Supplied passage.
=======

[docs]: refresh KT install commands by JimmyPeilinLi · Pull Request #1958 · kvcache-ai/ktransformers

JimmyPeilinLi · 2026-04-26T16:29:45Z

Summary: update README/SFT/kt-kernel install commands with current KT inference and SFT paths while keeping docs formatting minimal. Validation: git diff --check; confirmed sglang-kt 0.6.1 wheel metadata does not depend on kt-kernel.

gemini-code-assist

Code Review

This pull request updates the documentation and installation guides to reflect the transition to PyPI-based package distribution and improved integration with LLaMA-Factory. Key changes include simplified installation commands, updated tutorial links, and more detailed training/inference instructions using accelerate. Feedback focuses on maintaining necessary dependency extras for LLaMA-Factory, correcting Python version compatibility notes, and ensuring consistency between model examples used in training and inference sections.

=======

Brief 1.
List the points the code review's feedback focuses on, according to the pull request page.
Brief 2.
Copy the part of the pull request page from "This pull request" to "and inference sections." word for word.
Brief 3.
On the pull request page, which version of the sglang-kt wheel was confirmed not to depend on kt-kernel?

Information shown.

=======

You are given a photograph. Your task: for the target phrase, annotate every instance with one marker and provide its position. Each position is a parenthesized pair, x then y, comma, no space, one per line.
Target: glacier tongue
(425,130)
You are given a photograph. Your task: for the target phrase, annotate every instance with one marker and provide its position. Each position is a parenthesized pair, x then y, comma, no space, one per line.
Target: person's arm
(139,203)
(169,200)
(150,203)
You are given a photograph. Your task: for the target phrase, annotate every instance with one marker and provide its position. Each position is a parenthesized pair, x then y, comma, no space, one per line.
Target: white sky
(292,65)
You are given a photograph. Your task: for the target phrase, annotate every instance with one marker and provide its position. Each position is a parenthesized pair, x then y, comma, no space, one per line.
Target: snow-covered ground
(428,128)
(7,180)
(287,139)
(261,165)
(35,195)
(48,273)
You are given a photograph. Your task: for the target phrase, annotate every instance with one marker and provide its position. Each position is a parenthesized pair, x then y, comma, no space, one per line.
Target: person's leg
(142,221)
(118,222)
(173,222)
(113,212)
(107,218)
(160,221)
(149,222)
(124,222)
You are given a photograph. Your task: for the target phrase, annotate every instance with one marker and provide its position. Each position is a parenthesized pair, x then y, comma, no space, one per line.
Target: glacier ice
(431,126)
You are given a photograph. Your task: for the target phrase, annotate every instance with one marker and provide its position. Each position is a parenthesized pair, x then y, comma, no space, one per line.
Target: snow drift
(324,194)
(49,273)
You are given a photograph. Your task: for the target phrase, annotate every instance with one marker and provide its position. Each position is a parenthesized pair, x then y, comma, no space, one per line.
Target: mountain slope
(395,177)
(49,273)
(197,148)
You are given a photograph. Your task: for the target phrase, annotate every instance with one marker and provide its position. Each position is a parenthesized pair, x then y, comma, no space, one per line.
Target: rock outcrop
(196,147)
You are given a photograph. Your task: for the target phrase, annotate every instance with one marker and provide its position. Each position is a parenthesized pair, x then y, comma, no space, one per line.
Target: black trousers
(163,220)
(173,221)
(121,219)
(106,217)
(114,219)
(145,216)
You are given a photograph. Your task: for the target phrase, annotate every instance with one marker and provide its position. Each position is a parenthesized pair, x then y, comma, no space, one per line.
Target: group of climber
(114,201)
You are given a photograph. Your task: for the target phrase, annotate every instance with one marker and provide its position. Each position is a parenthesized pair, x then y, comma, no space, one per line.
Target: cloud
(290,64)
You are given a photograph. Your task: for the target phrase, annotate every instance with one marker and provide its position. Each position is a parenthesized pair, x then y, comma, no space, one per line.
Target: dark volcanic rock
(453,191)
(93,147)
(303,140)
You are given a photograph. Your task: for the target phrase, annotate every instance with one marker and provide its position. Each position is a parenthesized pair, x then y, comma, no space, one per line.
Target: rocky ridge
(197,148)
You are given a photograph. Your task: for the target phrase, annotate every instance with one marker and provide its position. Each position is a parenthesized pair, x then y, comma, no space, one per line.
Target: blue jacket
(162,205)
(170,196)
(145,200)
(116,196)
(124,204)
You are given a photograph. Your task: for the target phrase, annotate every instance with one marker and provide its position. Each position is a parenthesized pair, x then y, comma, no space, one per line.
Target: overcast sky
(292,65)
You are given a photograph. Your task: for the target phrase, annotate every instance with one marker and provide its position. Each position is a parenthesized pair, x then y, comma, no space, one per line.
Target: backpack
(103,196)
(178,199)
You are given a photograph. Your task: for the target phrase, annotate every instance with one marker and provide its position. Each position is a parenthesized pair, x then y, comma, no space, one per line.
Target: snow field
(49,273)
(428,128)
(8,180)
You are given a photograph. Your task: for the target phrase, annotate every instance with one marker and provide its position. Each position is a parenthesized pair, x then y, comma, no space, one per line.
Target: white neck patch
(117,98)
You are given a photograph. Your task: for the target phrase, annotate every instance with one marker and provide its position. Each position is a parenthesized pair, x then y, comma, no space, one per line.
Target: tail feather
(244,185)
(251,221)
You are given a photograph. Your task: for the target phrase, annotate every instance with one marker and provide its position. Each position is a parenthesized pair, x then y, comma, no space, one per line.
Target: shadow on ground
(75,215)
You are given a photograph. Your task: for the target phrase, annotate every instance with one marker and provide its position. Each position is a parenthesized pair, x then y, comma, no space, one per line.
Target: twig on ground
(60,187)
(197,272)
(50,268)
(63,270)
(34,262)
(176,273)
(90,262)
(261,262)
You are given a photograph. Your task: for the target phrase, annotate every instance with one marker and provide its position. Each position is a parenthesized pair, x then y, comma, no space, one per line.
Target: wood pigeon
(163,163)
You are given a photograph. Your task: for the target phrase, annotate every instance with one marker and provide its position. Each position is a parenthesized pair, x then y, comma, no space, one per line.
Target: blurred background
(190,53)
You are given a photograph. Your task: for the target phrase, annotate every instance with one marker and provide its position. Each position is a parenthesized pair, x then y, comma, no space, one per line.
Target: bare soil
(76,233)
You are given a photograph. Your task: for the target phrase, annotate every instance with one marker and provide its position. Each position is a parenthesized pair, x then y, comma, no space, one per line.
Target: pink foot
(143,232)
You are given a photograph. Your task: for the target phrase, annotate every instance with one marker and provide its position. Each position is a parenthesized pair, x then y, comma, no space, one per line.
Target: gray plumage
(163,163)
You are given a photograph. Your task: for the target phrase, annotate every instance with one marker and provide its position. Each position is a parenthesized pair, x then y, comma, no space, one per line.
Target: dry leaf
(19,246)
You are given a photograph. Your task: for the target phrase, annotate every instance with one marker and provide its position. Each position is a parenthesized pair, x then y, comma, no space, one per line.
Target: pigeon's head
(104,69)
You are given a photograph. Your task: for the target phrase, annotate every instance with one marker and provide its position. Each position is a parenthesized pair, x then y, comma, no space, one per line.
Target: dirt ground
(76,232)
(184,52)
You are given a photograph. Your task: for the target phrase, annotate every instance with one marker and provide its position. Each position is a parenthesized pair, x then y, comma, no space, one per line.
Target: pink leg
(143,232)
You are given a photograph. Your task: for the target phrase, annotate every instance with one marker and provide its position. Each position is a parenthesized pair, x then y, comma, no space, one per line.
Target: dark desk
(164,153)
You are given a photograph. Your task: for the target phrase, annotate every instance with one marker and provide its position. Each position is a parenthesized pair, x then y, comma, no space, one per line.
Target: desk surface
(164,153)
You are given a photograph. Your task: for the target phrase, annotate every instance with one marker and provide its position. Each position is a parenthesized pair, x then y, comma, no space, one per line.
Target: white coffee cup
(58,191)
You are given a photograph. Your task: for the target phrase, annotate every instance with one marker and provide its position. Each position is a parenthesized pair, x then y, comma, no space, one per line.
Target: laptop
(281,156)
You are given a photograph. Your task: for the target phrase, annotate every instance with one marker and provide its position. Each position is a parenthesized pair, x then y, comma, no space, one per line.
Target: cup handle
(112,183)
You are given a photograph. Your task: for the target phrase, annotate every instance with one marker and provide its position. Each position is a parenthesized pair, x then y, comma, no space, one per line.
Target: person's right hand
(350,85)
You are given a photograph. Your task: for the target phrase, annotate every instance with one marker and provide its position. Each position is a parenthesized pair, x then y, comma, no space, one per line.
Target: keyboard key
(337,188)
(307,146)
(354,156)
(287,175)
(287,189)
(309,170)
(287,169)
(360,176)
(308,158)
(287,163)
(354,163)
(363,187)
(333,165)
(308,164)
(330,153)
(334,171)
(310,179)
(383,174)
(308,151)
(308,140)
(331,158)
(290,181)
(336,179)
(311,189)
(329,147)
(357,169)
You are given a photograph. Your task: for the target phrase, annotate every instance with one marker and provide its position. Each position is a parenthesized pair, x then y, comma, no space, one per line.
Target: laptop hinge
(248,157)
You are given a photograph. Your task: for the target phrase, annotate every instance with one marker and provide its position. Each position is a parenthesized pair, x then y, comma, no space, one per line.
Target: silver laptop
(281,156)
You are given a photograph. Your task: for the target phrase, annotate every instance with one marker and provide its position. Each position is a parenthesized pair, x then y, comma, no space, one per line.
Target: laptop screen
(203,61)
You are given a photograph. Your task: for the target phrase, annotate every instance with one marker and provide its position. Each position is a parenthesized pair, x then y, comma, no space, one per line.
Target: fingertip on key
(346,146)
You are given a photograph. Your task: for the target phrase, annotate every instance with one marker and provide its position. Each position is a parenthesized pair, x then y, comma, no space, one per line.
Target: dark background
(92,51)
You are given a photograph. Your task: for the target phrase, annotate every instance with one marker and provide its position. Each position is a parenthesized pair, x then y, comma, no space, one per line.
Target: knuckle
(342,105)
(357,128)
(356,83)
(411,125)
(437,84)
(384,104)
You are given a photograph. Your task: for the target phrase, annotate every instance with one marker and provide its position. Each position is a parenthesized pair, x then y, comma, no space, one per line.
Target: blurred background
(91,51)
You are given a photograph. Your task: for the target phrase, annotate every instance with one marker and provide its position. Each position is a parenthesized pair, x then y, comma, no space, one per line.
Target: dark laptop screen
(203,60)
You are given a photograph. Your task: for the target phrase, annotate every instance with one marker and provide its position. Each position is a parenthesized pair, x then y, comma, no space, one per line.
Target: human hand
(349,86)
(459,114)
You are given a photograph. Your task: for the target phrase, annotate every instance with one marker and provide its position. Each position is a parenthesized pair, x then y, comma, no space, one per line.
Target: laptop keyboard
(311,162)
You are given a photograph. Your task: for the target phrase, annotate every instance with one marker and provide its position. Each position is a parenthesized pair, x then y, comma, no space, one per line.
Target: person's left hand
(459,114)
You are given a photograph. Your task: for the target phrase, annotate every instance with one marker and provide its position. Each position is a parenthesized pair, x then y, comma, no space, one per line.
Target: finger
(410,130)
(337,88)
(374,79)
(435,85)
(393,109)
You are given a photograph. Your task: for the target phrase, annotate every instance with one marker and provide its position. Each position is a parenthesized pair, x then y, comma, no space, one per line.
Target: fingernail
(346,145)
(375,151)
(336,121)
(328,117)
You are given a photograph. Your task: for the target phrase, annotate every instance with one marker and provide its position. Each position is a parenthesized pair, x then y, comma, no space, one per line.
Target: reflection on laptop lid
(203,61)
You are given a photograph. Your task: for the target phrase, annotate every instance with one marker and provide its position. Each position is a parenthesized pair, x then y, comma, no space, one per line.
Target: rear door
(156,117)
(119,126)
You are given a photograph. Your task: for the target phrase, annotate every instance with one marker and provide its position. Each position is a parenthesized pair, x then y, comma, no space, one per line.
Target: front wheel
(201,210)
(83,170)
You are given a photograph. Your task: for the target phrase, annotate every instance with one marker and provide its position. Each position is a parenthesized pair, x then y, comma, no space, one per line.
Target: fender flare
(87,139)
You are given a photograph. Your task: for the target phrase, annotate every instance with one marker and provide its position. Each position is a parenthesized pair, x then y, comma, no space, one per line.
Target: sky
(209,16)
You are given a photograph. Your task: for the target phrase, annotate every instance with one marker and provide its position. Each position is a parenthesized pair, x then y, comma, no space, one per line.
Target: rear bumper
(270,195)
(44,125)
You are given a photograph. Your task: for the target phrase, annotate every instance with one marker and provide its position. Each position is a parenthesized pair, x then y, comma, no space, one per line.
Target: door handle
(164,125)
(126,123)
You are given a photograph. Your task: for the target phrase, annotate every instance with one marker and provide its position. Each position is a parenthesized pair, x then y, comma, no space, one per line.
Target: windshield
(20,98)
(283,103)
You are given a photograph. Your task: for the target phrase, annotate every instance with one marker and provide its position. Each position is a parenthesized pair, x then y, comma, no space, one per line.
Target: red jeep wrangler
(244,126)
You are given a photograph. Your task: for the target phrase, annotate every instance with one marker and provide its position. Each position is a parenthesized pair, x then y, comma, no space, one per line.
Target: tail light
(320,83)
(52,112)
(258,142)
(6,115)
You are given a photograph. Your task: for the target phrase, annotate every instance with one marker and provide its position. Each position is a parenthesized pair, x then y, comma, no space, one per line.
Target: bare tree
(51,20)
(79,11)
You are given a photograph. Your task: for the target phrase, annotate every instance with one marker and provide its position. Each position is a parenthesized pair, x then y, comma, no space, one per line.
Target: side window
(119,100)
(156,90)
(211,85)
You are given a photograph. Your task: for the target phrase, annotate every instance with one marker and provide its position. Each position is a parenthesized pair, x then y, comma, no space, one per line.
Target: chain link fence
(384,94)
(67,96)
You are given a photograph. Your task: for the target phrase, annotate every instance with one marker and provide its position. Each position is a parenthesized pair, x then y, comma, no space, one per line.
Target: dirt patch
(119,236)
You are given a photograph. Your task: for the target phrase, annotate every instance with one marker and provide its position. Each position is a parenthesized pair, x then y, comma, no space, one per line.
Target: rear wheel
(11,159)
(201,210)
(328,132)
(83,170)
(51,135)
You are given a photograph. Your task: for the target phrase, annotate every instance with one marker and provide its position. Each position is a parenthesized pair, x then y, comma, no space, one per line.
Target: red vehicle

=======

Exercise output 1.
- Maintaining necessary dependency extras for LLaMA-Factory
- Correcting Python version compatibility notes
- Ensuring consistency between model examples used in training and inference sections

Exercise output 2.
This pull request updates the documentation and installation guides to reflect the transition to PyPI-based package distribution and improved integration with LLaMA-Factory. Key changes include simplified installation commands, updated tutorial links, and more detailed training/inference instructions using accelerate. Feedback focuses on maintaining necessary dependency extras for LLaMA-Factory, correcting Python version compatibility notes, and ensuring consistency between model examples used in training and inference sections.

Exercise output 3.
Version 0.6.1.